◆ **GIVEN INSTRUCTION 1**
Please repeat, word for word, the part of the article on school breakfast from "For the 11 million" to "cents for paid.".
◆ **GIVEN INSTRUCTION 2**
Continue the article on school breakfast, starting right after its final sentence.

What About Breakfast?

Pancake breakfast

PancakePublished as a sidebar to Ed. magazine feature, "Lunch Line."

If 101,000 schools are providing 31 million low-income children with lunch every day, why are only 11 million children getting breakfast?

“There’s a disparity in the number of schools that offer breakfast, and it’s about 20,000 schools less,” says Jean Daniel, public affairs director for the U.S. Department of Agriculture’s Food and Nutrition Service. “We have been actively promoting that schools that offer lunch should also offer breakfast, and those numbers have steadily gone up over the past decade.” But, she adds, “there are a number of hurdles still to expanding school breakfast to those who need it.”

Among those hurdles are timing and transportation. For children who ride a bus to school each day, being late can compromise the chance to have a few bites of cereal or a bagel in the cafeteria. So too can an early start: If breakfast begins at 6:30 a.m. and ends at 7 a.m., some students and their parents may opt out.

For the 11 million children who do take part, 9.1 million are eligible for free and reduced-price breakfast, costing $2.9 billion in fiscal year 2009. For participating schools, the federal reimbursement rates are $1.48 for free breakfast, $1.18 for reduced-price, and 26 cents for paid.

“The School Breakfast Program is the most useful anti-obesity tool in the school toolbox,” says Matt Sharp, senior advocate for the California Food Policy Advocates. “We are far more focused on increasing participation in breakfast than lunch.”

Another hurdle is stigma. While children on free or reduced-price lunch can often blend into a lunchroom where all students eat, the same cannot be said for kids who arrive early for breakfast. “Some students would rather not eat anything than have people know they are eligible for free and reduced-price meals,” says Juliana Cohen, a doctoral candidate at the Harvard School of Public Health focused on nutrition. But they need to.

◆ **DATA PROVIDED**

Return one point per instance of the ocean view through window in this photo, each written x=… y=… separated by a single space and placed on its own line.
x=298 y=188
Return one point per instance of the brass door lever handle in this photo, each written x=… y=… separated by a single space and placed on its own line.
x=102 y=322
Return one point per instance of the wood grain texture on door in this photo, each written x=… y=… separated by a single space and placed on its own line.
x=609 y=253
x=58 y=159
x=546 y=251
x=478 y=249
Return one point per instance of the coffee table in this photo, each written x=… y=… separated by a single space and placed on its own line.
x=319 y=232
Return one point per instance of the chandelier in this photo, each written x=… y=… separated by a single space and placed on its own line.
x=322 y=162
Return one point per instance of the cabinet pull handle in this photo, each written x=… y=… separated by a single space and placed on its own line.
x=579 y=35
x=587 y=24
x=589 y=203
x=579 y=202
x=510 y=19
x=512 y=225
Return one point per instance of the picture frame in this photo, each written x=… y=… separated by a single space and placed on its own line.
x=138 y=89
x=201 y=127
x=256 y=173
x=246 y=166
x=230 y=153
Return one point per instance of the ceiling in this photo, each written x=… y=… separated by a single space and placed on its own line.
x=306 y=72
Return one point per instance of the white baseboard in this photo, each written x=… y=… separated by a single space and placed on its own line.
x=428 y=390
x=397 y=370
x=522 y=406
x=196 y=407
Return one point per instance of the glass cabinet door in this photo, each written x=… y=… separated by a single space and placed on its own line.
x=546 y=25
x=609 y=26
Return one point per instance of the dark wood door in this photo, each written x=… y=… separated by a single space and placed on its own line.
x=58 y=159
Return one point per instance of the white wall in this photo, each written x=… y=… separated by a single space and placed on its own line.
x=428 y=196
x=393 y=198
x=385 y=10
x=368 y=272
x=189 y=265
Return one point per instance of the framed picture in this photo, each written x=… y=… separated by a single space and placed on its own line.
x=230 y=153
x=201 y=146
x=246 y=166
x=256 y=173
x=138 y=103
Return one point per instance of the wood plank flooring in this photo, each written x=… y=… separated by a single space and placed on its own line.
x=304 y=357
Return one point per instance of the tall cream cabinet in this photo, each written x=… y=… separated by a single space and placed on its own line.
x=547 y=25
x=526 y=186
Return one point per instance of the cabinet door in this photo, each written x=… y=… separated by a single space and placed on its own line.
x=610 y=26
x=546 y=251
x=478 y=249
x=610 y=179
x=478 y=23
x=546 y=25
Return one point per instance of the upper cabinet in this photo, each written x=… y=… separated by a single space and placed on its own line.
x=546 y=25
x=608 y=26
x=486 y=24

◆ **EXERCISE OUTPUT 1**
For the 11 million children who do take part, 9.1 million are eligible for free and reduced-price breakfast, costing $2.9 billion in fiscal year 2009. For participating schools, the federal reimbursement rates are $1.48 for free breakfast, $1.18 for reduced-price, and 26 cents for paid.

◆ **EXERCISE OUTPUT 2**
In School Breakfast in America’s Big Cities, a January 2011 report released by the Food Research and Action Center, 16 of the 29 urban districts examined in the study “performed above the national average in reaching low-income students with breakfast. But more than half failed to reach a majority of their low-income students with the important morning nourishment they need to succeed in school, and only two districts met FRAC’s goal of reaching at least 70 low-income children with breakfast through the School Breakfast Program for every 100 low-income children who received lunch through the National School Lunch Program.”

As a result, some schools are starting to move breakfast from the cafeteria to the classroom or providing a “grab-and-go” meal for all students, regardless of income.

“It may take up classroom time, but more schools should do it,” says Andrea Giancoli, spokesperson for the American Dietetic Association. “Nutrition is part of what is going to improve our educational system. If we don’t accept that, were not going to get anywhere.”